*Extrait*
********************
Au bout d’un certain temps, je me suis rendu compte avec déception qu’aucun des personnages du film ne m’intéressait sinon cet intrigant passager du taxi en tout début de film. Et celui-ci ne repointe le bout de son nez qu’en toute fin de film, dans le dernier acte, pour redonner un coup de peps à l’ensemble. Trop tard, bien sûr, lorsque l’on s’est ennuyé pendant 1h30. Jo Sung Hee a beau nous appâter de nouveau avec cette figure omnisciente hésitant entre Dieu et le Diable, la fin s’est faite trop désirée à force d’ennui. A la sortie, les avis font rage entre ceux qui s’excitent devant cet improbable film qui ne fait rien comme on l’attendrait ou le voudrait, mais moi je préviens mes camarades de salle de ma joie d’en être enfin sorti. Sans Congo de Kim Bong Park est pressé de rentrer chez lui pour écrire dessus, mais moi j’ai encore un film au programme, et quel film !!!

Ca y est les filles, c’est maintenant que Hyeon Bin entre dans la conversation. Le fameux acteur de dramas est le héros de Late Autumn, énième remake d’un scénario plusieurs fois porté à l’écran, notamment dans deux films qui seront projetés dimanche au FFCF dans le cadre des KOFA Classiques. J’ai su que le film serait populaire au Festival lorsque toutes mes amies se sont mises à m’annoncer qu’elles comptaient venir au St-André des Arts en premier lieu pour ce film, enfin, pour « Hyeon Bin, il est trop beau » ! Hyeon qui ? Il a joué dans quels films ? Aaaaah, dans des dramas, d’accord c’est pour ça que je ne le connais pas… et que toutes les filles veulent venir voir le film.

Et effectivement, à 21h, la file d’attente était longue devant le St-André des Arts, et la salle belle et bien pleine, à peu de choses près. Hyeon Bin a un pouvoir d’attraction plus fort que les documentaires coréens en forme de journaux intimes, le doute n’est plus permis. 1h30 plus tard, lorsque la lumière se rallume et que le public sort peu à peu, je tente de me remettre de l’expérience surréaliste que je viens de vivre. Je crois que dans d’autres circonstances on pourrait appeler ça une séance d’hypnose collective avec deux petits malins récalcitrants qui refusaient de jouer le jeu (moi et ID de Made in Asie) et une dormeuse convaincue à nos cotés.

Mais que s’est-il passé aux yeux des autres spectateurs ? Quel est ce mystère plus grand que l’assassinat de JFK et la zone 51 réunis ? Ont-ils vraiment trouvé ça… bon ? Drôle ? Touchant ? Mais pourquoi riaient-ils dès que Hyeon Bin bougeait un bras (sérieusement, n’importe quel geste de l’acteur déclenchait une salve de rires) ou répétait pour la 23ème fois « Hao » (cassant par l’occasion tout effet émotionnel à la scène où l’héroïne raconte pourquoi elle s’est retrouvée en prison) ?
********************
*Données fournies*
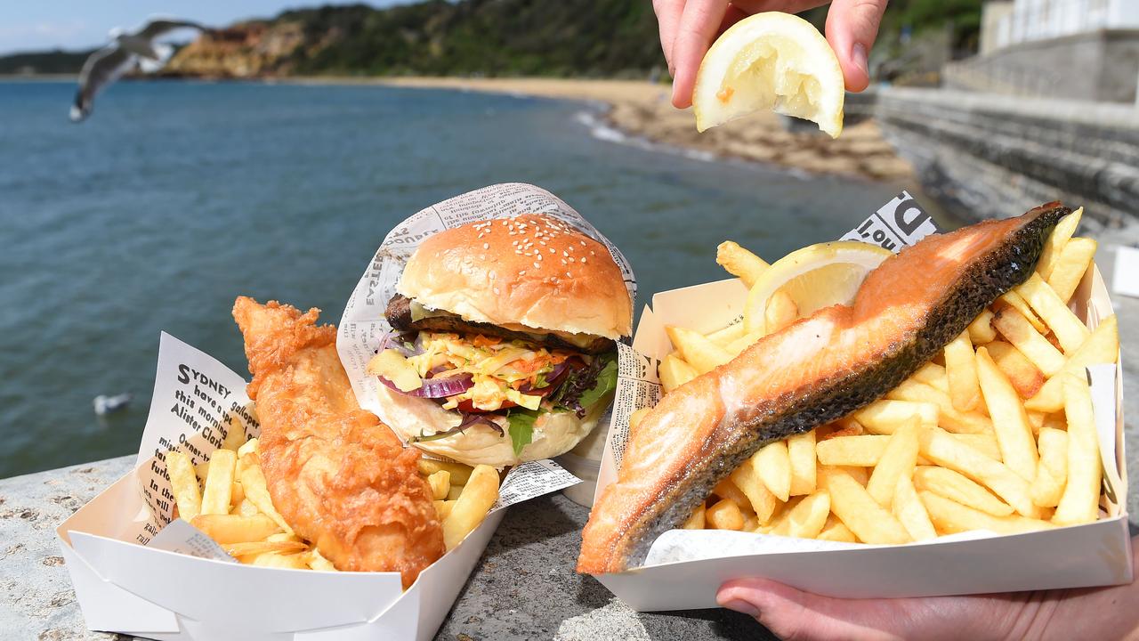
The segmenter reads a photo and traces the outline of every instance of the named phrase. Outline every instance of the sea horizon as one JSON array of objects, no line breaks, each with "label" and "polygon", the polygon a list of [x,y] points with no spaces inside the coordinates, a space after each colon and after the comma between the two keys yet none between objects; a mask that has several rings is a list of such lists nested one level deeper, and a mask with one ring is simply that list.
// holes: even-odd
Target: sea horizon
[{"label": "sea horizon", "polygon": [[[74,86],[7,82],[0,478],[137,452],[158,334],[246,374],[237,295],[337,323],[383,236],[489,184],[549,189],[654,292],[837,238],[904,185],[622,138],[596,104],[380,84],[126,82],[67,122]],[[590,120],[590,119],[593,120]],[[131,393],[97,417],[97,395]]]}]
********************
*Consigne 1*
Recopiez le passage de l'extrait depuis « Et effectivement, à » jusqu'à « à nos cotés. » inclus.
*Consigne 2*
D'après l'extrait, qu'est-ce qui a fait comprendre que Late Autumn serait populaire au Festival ? Répondez en une à trois phrases.

*Corrigé détaillé 1*
Et effectivement, à 21h, la file d’attente était longue devant le St-André des Arts, et la salle belle et bien pleine, à peu de choses près. Hyeon Bin a un pouvoir d’attraction plus fort que les documentaires coréens en forme de journaux intimes, le doute n’est plus permis. 1h30 plus tard, lorsque la lumière se rallume et que le public sort peu à peu, je tente de me remettre de l’expérience surréaliste que je viens de vivre. Je crois que dans d’autres circonstances on pourrait appeler ça une séance d’hypnose collective avec deux petits malins récalcitrants qui refusaient de jouer le jeu (moi et ID de Made in Asie) et une dormeuse convaincue à nos cotés.

*Corrigé détaillé 2*
Toutes les amies de la personne qui écrit lui ont annoncé qu'elles viendraient au St-André des Arts d'abord pour ce film. Elles venaient en réalité pour son héros, Hyeon Bin, acteur de dramas qu'elles trouvaient « trop beau ».